> Job
Copy, word for word, the stretch of the post about Christophe Josse's collection from "Photographed By Alexandre" through "live in Paris).".

> Source extract

--- Begin ---

Photographed By Alexandre Diallo

Christophe Josse's collection for the Spring and Summer 2011, reminds me of the movie "Les Enfants du Paradis" - "Children of Paradis" (1945). Mainly, the word association of the title of the film, and the feeling, that popped into my head, when I first saw the collection (this is what my DVD looks like). I didn't actually see it in person though. My friend, grad student, and sometimes photographer, Alex, attended the show. He lives in Paris (I should live in Paris).

The movie, set in the theatrical arena of the capital of France in the 19th century, revolves around a beautiful courtesan, Garance (Arletty), and the four men who are all in love with her. One of them, Baptiste (Jean-Louis Barrault), is a theater mime. He's a beautiful pantomime. Climactic as you can be in his white harlequin costumes.

The film is directed by Marcel Carné and was been voted as the best French movie ever to be made in 1995. I've seen a lot of good French movies since then so I can't completely agree. But, I do agree with David and Margaret's take on the classic.

MARGARET: David. Oh, God.

--- End ---

> Records shown
--- Begin ---

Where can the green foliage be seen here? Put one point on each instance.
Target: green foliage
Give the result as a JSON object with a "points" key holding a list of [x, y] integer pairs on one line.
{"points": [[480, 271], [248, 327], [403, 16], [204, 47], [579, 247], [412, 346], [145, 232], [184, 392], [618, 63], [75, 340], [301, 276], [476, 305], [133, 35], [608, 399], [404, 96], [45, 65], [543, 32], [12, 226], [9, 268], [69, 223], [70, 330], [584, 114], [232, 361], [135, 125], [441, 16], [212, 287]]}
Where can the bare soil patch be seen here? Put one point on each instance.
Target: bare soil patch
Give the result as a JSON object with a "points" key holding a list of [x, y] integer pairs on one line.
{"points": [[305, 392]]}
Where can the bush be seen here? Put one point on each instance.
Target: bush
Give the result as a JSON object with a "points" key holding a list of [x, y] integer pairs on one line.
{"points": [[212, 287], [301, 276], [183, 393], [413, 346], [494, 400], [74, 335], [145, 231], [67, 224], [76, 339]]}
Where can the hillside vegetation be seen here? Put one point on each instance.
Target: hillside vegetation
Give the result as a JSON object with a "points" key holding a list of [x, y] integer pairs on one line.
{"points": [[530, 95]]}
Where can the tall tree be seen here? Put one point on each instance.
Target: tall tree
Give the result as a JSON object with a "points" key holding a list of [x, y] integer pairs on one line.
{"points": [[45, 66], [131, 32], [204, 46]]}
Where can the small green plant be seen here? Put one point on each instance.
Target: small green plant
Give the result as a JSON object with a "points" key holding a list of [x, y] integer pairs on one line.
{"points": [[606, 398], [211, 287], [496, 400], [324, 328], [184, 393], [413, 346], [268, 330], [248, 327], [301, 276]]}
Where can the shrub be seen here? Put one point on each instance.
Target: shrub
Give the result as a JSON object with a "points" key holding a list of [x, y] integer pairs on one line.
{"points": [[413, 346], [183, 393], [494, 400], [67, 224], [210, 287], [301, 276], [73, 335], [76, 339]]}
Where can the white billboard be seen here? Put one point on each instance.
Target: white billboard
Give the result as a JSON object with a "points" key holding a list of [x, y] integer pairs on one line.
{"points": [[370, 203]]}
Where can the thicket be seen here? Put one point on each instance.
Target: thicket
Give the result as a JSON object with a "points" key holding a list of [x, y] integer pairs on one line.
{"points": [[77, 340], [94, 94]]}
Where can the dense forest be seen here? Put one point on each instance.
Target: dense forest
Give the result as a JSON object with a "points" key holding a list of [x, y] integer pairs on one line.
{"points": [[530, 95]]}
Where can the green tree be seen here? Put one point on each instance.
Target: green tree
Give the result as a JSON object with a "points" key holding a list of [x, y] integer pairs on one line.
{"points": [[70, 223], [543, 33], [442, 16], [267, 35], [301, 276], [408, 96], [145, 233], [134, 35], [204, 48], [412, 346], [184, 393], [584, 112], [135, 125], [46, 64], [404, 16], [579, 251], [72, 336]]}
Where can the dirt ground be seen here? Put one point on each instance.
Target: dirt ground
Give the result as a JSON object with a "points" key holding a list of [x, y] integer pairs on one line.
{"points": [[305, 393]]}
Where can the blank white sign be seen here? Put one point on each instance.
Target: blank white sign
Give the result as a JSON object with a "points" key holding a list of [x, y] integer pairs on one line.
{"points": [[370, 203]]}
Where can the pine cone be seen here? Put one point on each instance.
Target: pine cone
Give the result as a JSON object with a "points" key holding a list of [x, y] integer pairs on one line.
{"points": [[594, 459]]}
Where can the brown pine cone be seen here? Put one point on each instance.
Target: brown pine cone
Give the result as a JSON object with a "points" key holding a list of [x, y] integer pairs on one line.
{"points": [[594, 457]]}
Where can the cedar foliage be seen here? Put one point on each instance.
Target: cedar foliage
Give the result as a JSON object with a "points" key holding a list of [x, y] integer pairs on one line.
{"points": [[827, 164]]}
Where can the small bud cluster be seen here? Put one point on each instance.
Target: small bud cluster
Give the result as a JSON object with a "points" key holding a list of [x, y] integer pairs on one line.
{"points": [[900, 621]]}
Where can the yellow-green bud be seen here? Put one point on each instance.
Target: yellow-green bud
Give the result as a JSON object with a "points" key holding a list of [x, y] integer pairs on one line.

--- End ---

> The response
Photographed By Alexandre Diallo

Christophe Josse's collection for the Spring and Summer 2011, reminds me of the movie "Les Enfants du Paradis" - "Children of Paradis" (1945). Mainly, the word association of the title of the film, and the feeling, that popped into my head, when I first saw the collection (this is what my DVD looks like). I didn't actually see it in person though. My friend, grad student, and sometimes photographer, Alex, attended the show. He lives in Paris (I should live in Paris).